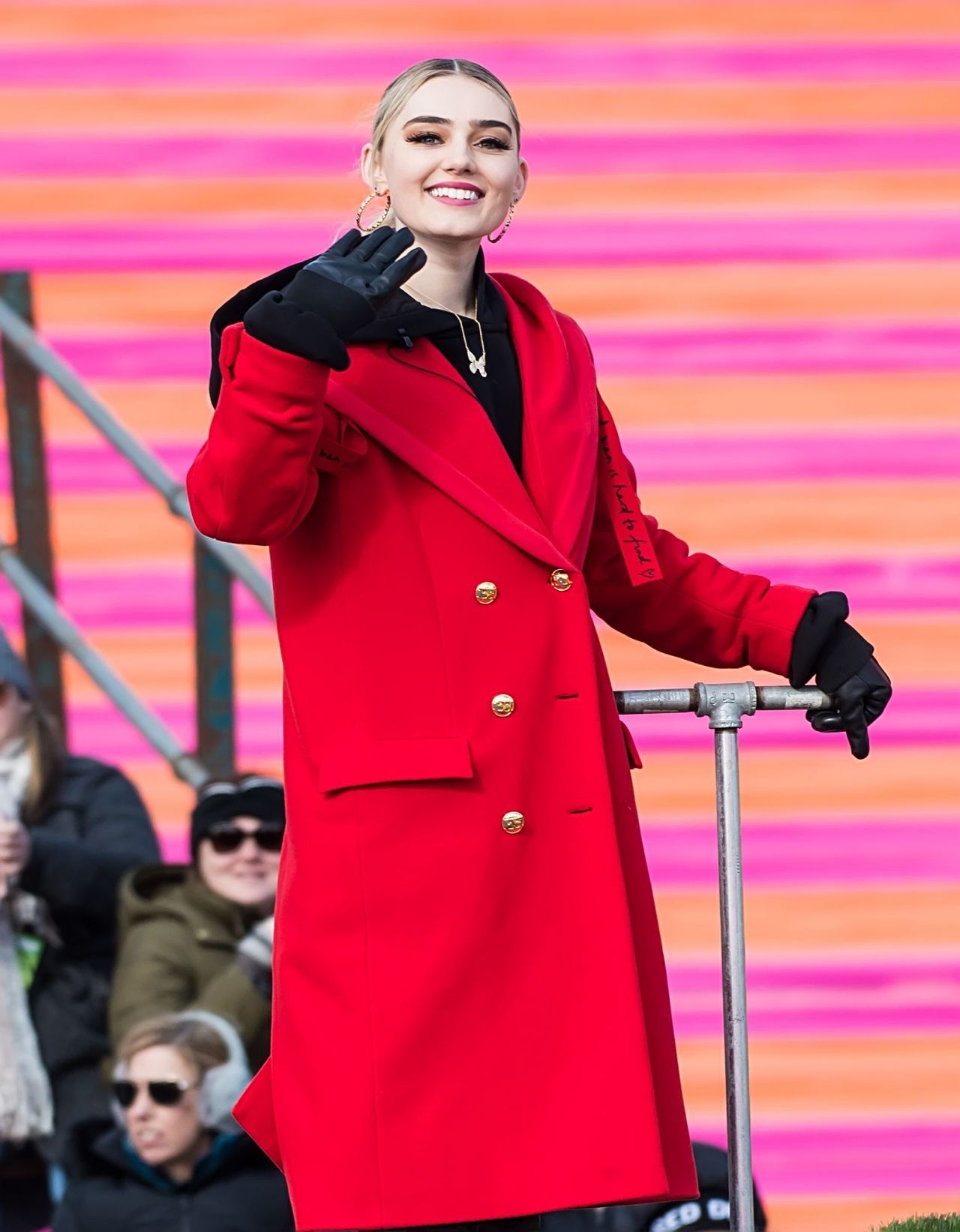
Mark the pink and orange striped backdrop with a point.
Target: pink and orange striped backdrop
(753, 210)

□ □ □

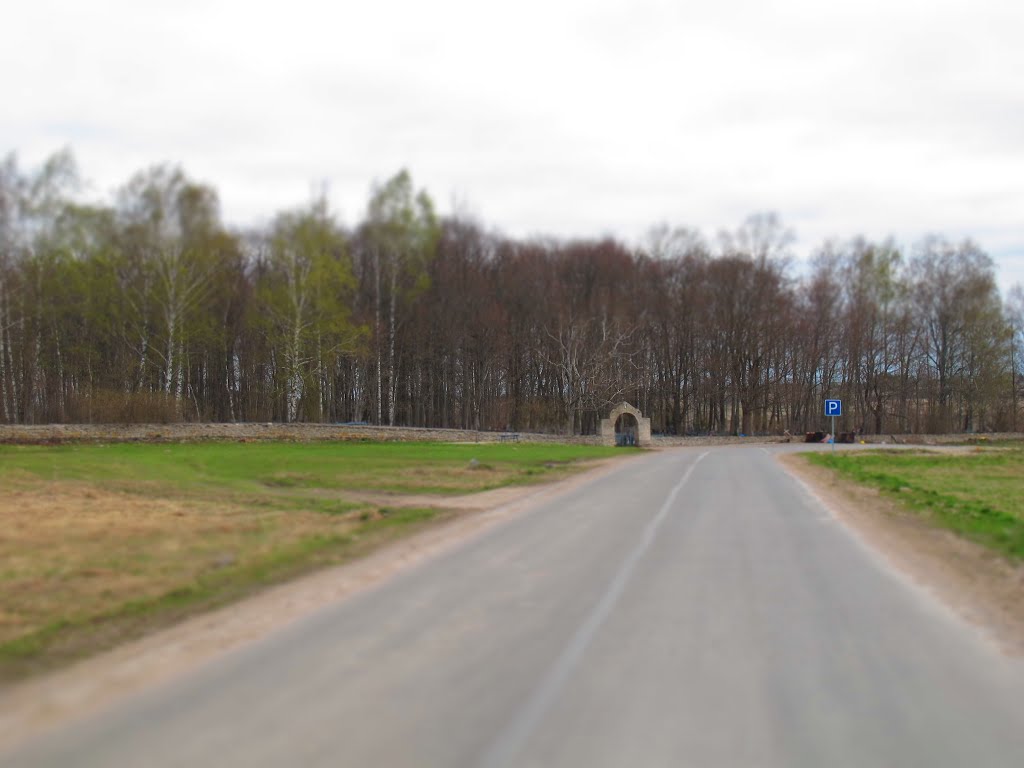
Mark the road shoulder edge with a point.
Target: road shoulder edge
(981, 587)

□ □ □

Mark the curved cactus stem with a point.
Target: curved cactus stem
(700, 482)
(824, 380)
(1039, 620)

□ □ □

EXERCISE TASK — Rescale the data from the line that contains "Mark the curved cactus stem with a point." through the line that contains "(1039, 620)". Write out every line in that span, multiply each point coordinate by 2.6, round to whole numbers with halves rounded up, and leave all other text unchanged.

SOLUTION FOR THIS TASK —
Mark the curved cactus stem with a point.
Target: curved cactus stem
(1820, 1253)
(2142, 988)
(2701, 1612)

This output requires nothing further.